- **操作要求**:
请把从包含"light in the photo above."的那一行到包含"[[435, 464]]"的那一行重新写出，将其中的"JSON array"替换为"JSON list"，其余内容一律保持不变。

- **练习条目**:
=-=-=

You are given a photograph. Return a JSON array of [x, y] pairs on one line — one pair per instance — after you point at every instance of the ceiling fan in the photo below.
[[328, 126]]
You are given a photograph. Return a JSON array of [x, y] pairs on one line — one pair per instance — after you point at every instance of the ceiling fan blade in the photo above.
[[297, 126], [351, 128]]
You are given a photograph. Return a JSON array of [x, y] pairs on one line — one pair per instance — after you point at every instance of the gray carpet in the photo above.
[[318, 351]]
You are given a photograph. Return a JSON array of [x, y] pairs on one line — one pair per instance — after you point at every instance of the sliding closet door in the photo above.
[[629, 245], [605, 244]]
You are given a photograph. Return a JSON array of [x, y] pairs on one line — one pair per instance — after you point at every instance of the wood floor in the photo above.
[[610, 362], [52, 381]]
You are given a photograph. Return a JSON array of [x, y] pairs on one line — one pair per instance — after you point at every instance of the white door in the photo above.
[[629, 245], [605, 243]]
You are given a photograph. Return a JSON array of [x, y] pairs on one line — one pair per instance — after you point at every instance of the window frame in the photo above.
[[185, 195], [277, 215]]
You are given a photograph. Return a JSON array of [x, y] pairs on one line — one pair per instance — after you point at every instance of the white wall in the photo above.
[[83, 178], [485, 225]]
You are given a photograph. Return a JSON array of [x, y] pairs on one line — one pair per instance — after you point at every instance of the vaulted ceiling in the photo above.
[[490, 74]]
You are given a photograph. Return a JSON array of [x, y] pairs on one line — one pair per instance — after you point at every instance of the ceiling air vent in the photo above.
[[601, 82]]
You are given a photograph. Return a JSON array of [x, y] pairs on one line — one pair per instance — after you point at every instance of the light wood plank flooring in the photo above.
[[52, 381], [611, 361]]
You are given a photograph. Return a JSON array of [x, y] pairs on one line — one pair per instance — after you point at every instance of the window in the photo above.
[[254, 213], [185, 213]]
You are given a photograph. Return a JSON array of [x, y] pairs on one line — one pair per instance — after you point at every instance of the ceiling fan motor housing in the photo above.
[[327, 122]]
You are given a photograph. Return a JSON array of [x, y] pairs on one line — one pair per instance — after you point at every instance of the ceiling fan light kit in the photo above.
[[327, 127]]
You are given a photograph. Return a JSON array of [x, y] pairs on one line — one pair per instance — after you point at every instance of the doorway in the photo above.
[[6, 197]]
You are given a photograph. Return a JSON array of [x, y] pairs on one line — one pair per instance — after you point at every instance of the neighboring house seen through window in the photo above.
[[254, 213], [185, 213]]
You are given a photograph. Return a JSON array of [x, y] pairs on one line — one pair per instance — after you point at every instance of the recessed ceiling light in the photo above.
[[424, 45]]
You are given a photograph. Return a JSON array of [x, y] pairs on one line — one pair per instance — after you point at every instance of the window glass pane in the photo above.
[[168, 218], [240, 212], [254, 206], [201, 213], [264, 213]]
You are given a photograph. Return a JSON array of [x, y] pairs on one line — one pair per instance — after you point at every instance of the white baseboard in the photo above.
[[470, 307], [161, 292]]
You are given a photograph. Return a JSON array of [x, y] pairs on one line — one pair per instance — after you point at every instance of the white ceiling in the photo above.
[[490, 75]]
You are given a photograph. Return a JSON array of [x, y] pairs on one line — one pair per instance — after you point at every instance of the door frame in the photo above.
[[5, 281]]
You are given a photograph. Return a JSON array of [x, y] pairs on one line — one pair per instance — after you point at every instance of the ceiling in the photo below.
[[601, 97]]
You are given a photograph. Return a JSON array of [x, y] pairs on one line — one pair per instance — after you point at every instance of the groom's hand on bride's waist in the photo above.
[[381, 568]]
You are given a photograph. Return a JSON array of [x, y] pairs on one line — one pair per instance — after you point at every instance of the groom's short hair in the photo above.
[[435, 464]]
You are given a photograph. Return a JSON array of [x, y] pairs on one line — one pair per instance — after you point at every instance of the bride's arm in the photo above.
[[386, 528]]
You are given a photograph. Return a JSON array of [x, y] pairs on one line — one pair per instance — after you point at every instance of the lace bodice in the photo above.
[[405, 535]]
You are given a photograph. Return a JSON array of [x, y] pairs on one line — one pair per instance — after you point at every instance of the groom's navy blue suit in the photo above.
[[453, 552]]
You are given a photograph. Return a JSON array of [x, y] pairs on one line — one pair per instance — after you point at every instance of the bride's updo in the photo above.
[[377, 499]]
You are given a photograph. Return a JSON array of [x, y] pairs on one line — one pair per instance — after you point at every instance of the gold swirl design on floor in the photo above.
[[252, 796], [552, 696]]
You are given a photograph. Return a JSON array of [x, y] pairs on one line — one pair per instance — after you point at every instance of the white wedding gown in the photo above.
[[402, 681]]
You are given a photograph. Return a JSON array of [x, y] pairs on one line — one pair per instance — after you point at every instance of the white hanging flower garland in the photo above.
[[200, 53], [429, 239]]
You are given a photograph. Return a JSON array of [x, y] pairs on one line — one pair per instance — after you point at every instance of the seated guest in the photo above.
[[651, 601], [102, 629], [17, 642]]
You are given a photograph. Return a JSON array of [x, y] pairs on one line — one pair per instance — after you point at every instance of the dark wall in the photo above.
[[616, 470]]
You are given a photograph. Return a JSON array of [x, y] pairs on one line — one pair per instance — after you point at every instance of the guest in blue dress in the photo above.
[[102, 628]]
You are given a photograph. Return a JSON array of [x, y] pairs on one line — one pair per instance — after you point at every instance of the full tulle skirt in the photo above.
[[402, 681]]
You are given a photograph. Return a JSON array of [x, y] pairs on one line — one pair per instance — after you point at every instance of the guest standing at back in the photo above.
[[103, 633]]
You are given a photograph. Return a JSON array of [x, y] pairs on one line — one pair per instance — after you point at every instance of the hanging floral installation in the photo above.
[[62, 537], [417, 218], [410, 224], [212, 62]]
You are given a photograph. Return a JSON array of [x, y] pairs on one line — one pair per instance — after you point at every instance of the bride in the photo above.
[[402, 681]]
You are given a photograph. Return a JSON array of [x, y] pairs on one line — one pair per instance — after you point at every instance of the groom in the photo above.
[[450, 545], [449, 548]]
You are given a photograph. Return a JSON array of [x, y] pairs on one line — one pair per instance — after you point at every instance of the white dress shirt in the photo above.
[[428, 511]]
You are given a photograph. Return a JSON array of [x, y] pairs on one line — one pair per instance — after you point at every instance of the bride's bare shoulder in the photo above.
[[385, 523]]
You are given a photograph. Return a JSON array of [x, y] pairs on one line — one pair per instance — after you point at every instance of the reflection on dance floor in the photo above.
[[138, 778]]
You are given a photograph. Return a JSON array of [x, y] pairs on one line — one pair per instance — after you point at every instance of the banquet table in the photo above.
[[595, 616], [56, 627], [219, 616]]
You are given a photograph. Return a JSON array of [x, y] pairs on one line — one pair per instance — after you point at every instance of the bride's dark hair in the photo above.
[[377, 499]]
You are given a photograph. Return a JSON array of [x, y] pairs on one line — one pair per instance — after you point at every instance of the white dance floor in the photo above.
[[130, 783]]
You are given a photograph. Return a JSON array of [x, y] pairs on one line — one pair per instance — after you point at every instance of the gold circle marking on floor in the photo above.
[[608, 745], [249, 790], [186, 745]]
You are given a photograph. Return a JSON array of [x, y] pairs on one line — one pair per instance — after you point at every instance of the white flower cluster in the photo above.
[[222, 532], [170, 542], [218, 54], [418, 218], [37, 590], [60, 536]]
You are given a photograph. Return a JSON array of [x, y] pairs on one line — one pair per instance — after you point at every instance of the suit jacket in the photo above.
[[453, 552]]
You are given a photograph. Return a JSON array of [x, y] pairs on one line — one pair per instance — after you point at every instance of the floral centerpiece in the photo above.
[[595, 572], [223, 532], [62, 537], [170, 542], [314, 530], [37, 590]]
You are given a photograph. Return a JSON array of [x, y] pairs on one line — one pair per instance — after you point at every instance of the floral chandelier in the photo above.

=-=-=

- **参考答案**:
You are given a photograph. Return a JSON list of [x, y] pairs on one line — one pair per instance — after you point at every instance of the recessed ceiling light in the photo above.
[[424, 45]]
You are given a photograph. Return a JSON list of [x, y] pairs on one line — one pair per instance — after you point at every instance of the window glass pane in the photo above.
[[168, 218], [240, 212], [254, 206], [201, 213], [264, 213]]
You are given a photograph. Return a JSON list of [x, y] pairs on one line — one pair per instance — after you point at every instance of the white baseboard in the photo above.
[[470, 307], [161, 292]]
You are given a photograph. Return a JSON list of [x, y] pairs on one line — one pair per instance — after you point at every instance of the white ceiling in the photo above.
[[490, 75]]
You are given a photograph. Return a JSON list of [x, y] pairs on one line — one pair per instance — after you point at every instance of the door frame in the photo above.
[[5, 281]]
You are given a photograph. Return a JSON list of [x, y] pairs on one line — one pair per instance — after you point at every instance of the ceiling in the photo below.
[[601, 97]]
You are given a photograph. Return a JSON list of [x, y] pairs on one line — one pair per instance — after you point at every instance of the groom's hand on bride's waist in the photo above.
[[381, 568]]
You are given a photograph. Return a JSON list of [x, y] pairs on one line — one pair per instance — after you point at every instance of the groom's short hair in the photo above.
[[435, 464]]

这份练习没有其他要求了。